Reproduce the following listing verbatim, every line from beginning to end with nothing altered.

+ + +

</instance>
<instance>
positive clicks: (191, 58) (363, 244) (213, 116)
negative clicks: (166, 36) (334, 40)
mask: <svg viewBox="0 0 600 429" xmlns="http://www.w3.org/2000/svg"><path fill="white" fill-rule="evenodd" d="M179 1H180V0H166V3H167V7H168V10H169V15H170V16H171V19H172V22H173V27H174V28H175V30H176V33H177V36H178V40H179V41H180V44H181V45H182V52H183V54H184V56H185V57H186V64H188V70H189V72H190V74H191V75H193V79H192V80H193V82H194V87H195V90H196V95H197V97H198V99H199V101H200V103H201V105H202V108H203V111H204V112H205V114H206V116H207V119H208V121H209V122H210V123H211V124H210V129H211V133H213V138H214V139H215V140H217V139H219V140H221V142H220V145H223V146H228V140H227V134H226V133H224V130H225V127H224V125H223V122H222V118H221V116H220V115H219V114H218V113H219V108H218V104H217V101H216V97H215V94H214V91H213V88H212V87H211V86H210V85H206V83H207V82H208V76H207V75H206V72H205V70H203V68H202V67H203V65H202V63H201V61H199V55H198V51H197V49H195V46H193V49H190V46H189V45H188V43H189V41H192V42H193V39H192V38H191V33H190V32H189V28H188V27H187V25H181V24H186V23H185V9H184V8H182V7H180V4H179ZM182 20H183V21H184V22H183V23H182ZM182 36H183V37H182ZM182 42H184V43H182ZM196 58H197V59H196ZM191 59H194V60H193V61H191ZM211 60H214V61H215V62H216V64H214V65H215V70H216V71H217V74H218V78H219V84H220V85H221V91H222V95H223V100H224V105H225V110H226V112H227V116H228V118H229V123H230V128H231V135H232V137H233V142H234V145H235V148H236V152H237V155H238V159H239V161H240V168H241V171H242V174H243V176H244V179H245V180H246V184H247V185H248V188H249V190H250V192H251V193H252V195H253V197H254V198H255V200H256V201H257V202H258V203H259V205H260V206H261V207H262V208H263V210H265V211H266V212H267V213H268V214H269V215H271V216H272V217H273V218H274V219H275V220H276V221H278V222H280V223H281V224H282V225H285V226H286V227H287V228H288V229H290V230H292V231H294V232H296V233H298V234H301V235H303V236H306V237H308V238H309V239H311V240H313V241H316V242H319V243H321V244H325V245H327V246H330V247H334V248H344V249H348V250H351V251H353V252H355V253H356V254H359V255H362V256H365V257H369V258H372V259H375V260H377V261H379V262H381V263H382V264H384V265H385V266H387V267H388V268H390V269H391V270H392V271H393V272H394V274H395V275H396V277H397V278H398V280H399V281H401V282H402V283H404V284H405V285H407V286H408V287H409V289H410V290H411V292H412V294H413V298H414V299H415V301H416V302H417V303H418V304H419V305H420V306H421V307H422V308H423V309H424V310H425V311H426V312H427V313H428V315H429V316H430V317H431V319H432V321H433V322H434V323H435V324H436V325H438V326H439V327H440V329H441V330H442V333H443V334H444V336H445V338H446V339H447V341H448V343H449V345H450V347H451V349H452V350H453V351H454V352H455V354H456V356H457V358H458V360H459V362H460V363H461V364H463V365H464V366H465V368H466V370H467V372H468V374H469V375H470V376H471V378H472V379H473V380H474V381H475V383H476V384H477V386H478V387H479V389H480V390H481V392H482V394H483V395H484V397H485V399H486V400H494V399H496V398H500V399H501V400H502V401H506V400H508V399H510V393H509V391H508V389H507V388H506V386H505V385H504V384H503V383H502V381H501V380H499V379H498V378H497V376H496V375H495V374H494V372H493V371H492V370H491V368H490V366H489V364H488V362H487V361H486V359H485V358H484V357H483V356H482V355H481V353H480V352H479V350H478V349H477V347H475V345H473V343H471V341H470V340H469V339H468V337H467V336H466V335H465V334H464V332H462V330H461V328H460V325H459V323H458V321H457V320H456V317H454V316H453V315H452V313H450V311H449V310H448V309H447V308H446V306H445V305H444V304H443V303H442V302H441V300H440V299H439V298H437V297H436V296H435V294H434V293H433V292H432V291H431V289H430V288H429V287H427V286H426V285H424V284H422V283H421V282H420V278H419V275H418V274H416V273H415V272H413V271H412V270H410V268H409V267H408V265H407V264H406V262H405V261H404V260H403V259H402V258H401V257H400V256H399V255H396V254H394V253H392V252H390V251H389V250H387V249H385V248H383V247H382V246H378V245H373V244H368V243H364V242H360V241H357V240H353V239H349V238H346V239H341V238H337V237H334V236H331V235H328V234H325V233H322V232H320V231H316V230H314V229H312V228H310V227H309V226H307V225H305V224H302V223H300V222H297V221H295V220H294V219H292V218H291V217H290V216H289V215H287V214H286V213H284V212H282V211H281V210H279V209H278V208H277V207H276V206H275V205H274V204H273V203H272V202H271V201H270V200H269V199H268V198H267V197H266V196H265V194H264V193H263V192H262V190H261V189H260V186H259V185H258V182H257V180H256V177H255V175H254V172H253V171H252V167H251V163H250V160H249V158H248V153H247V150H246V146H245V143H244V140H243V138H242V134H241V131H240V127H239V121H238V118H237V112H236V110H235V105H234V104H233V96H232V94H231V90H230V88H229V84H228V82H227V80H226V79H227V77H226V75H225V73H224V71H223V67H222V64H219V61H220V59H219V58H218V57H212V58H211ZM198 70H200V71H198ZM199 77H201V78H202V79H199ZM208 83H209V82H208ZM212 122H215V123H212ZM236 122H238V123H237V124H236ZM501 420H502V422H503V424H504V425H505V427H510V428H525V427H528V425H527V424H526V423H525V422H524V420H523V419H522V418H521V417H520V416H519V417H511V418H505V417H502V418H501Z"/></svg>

+ + +

Response to the exercise:
</instance>
<instance>
positive clicks: (191, 58) (363, 244) (213, 116)
negative clicks: (166, 36) (334, 40)
mask: <svg viewBox="0 0 600 429" xmlns="http://www.w3.org/2000/svg"><path fill="white" fill-rule="evenodd" d="M179 1H180V0H166V3H167V7H168V10H169V15H170V16H171V19H172V22H173V27H174V28H175V30H176V33H177V36H178V40H179V41H180V44H181V45H182V52H183V54H184V56H185V57H186V64H188V70H189V72H190V74H191V75H193V79H192V80H193V82H194V87H195V90H196V95H197V97H198V99H199V101H200V103H201V105H202V108H203V111H204V112H205V114H206V116H207V119H208V121H209V122H210V123H211V124H210V129H211V133H213V138H214V139H215V140H217V139H219V140H221V142H220V145H223V146H228V140H227V134H226V133H224V130H225V127H224V125H223V122H222V118H221V116H220V115H219V114H218V113H219V108H218V104H217V101H216V97H215V94H214V91H213V88H212V87H211V86H210V85H206V83H207V82H208V76H207V75H206V72H205V70H203V68H202V67H203V65H202V63H201V61H199V55H198V51H197V49H195V46H193V49H190V46H189V45H188V43H189V41H192V42H193V39H192V38H191V33H190V32H189V28H188V27H187V25H181V24H186V23H185V9H184V8H182V7H180V4H179ZM182 20H183V21H184V22H183V23H182ZM182 36H183V37H182ZM182 42H184V43H182ZM196 58H197V59H196ZM191 59H194V60H193V61H191ZM211 60H214V61H215V62H216V64H214V65H215V70H216V71H217V74H218V78H219V84H220V85H221V91H222V95H223V100H224V105H225V110H226V112H227V116H228V118H229V123H230V128H231V135H232V137H233V142H234V145H235V148H236V152H237V155H238V159H239V161H240V168H241V171H242V174H243V176H244V179H245V180H246V184H247V185H248V188H249V190H250V192H251V193H252V195H253V197H254V198H255V200H256V201H257V202H258V203H259V205H260V206H261V207H262V208H263V210H265V211H266V212H267V213H268V214H269V215H271V216H272V217H273V218H274V219H275V220H276V221H278V222H280V223H281V224H282V225H285V226H286V227H287V228H288V229H290V230H292V231H294V232H296V233H298V234H301V235H303V236H306V237H308V238H309V239H311V240H313V241H316V242H319V243H321V244H325V245H327V246H330V247H334V248H344V249H348V250H351V251H353V252H355V253H356V254H359V255H362V256H365V257H369V258H372V259H375V260H377V261H379V262H381V263H382V264H384V265H385V266H387V267H388V268H390V269H391V270H392V271H393V272H394V274H395V275H396V277H397V278H398V280H399V281H401V282H402V283H404V284H405V285H407V286H408V287H409V289H410V290H411V292H412V294H413V298H414V299H415V301H416V302H417V303H418V304H419V305H420V306H421V307H422V308H423V309H424V310H425V311H426V312H427V313H428V315H429V316H430V317H431V319H432V321H433V322H434V323H435V324H436V325H438V326H439V327H440V329H441V330H442V333H443V334H444V336H445V338H446V339H447V341H448V343H449V345H450V347H451V349H452V350H453V351H454V352H455V354H456V356H457V358H458V360H459V362H460V363H461V364H463V365H464V366H465V368H466V370H467V372H468V374H469V375H470V376H471V378H472V379H473V380H474V381H475V383H476V384H477V386H478V387H479V389H480V390H481V392H482V394H483V395H484V397H485V399H486V400H494V399H496V398H500V399H501V400H502V401H506V400H508V399H510V393H509V391H508V389H507V388H506V386H505V385H504V384H503V383H502V381H501V380H499V379H498V378H497V376H496V375H495V374H494V372H493V371H492V370H491V368H490V366H489V364H488V362H487V361H486V359H485V358H484V357H483V356H482V355H481V353H480V352H479V350H478V349H477V347H475V345H473V343H471V341H470V340H469V339H468V337H467V336H466V335H465V334H464V332H462V330H461V328H460V325H459V323H458V321H457V320H456V317H454V316H453V315H452V313H450V311H449V310H448V309H447V308H446V306H445V305H444V304H443V303H442V302H441V300H440V299H439V298H437V297H436V296H435V294H434V293H433V292H432V291H431V289H430V288H429V287H427V286H426V285H424V284H422V283H421V282H420V278H419V275H418V274H416V273H415V272H413V271H412V270H410V268H409V267H408V265H407V264H406V262H405V261H404V260H403V259H402V258H401V257H400V256H399V255H396V254H394V253H392V252H390V251H389V250H387V249H385V248H383V247H382V246H378V245H373V244H368V243H364V242H360V241H357V240H353V239H349V238H346V239H341V238H337V237H334V236H331V235H328V234H325V233H322V232H320V231H316V230H314V229H312V228H310V227H309V226H307V225H305V224H302V223H300V222H297V221H295V220H294V219H292V218H291V217H290V216H289V215H287V214H286V213H284V212H282V211H281V210H279V209H278V208H277V207H276V206H275V205H274V204H273V203H272V202H271V201H270V200H269V199H268V198H267V197H266V196H265V194H264V193H263V192H262V190H261V189H260V186H259V185H258V182H257V180H256V177H255V175H254V172H253V171H252V167H251V163H250V160H249V158H248V153H247V150H246V146H245V143H244V140H243V138H242V134H241V131H240V127H239V121H238V118H237V112H236V110H235V105H234V104H233V96H232V94H231V90H230V88H229V84H228V82H227V80H226V79H227V77H226V75H225V73H224V71H223V67H222V64H219V61H220V59H219V58H218V57H212V58H211ZM198 70H200V71H198ZM199 77H201V78H202V79H199ZM208 83H209V82H208ZM212 122H215V123H212ZM236 122H238V123H237V124H236ZM501 420H502V422H503V424H504V425H505V427H510V428H525V427H528V425H527V424H526V423H525V422H524V420H523V419H522V418H521V417H520V416H519V417H511V418H505V417H502V418H501Z"/></svg>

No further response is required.